REQUIRED TASK A: Rewrite the records below with "warehouse building" changed to "storage shed" and everything else left as is, and leave the pictures out of your output.

QUOTED PASSAGE:
────

Wednesday, August 03, 2011

CALLING ALL HISTORIANS-AGAINST-WAR (HAWs like me!)

Dear members and friends of Historians Against the War,

"Empire" has recently become a popular subject of historical research
and under the Bush administration it re-emerged in political
discourse. The flood of books on the subject has become overwhelming.
Both supporters and opponents of American foreign policy in general
and military policy in particular use the term "empire" to describe
U.S. hegemony in its various forms. Nonetheless, many Americans are
very resistant to thinking of the United States in terms of empire.
Non-specialists, even among the interested public, often lack
information about how historical empires actually worked and in which
ways historians and political scientists put the United States into
the historical context of past empires. They consider an empire to be
an entity which exercises direct and usually strict territorial
control over other (foreign) areas. This misunderstanding is
illustrated and fuelled by maps of world history that show broad
swaths of red for the British Empire, implying absolute British
control, and the contrast with current maps which show the patchwork
of states today, implying complete sovereignty and freedom from
foreign control.

We propose a project that will bridge the gap between a scholarly
understanding of empires in history and the applicability of the term
to the United States on the one hand and the
popular resistance to interpreting the U.S. in terms of empire on the
other hand. We would like to create an annotated bibliography of
recent and/or important scholarship on the United States and the issue
of empire. The brief book discussions/articles would address the
following issues:

- the author's understanding of the term "empire"

────

REQUIRED TASK B: Write out the passage of the letter above between "Non-specialists, even among" and "foreign control.", inclusive.

────

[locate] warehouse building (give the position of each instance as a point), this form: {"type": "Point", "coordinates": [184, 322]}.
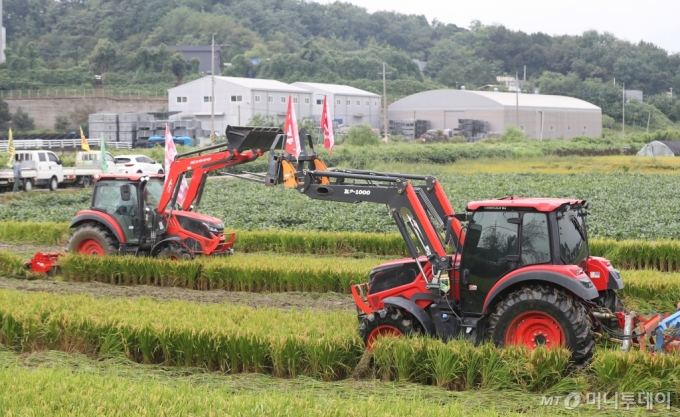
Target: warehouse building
{"type": "Point", "coordinates": [477, 114]}
{"type": "Point", "coordinates": [237, 101]}
{"type": "Point", "coordinates": [348, 105]}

────

WRITTEN RESPONSE A:
[locate] storage shed (give the position of each instance as a point), this form: {"type": "Point", "coordinates": [184, 322]}.
Target: storage shed
{"type": "Point", "coordinates": [477, 114]}
{"type": "Point", "coordinates": [237, 101]}
{"type": "Point", "coordinates": [348, 105]}

WRITTEN RESPONSE B:
Non-specialists, even among the interested public, often lack
information about how historical empires actually worked and in which
ways historians and political scientists put the United States into
the historical context of past empires. They consider an empire to be
an entity which exercises direct and usually strict territorial
control over other (foreign) areas. This misunderstanding is
illustrated and fuelled by maps of world history that show broad
swaths of red for the British Empire, implying absolute British
control, and the contrast with current maps which show the patchwork
of states today, implying complete sovereignty and freedom from
foreign control.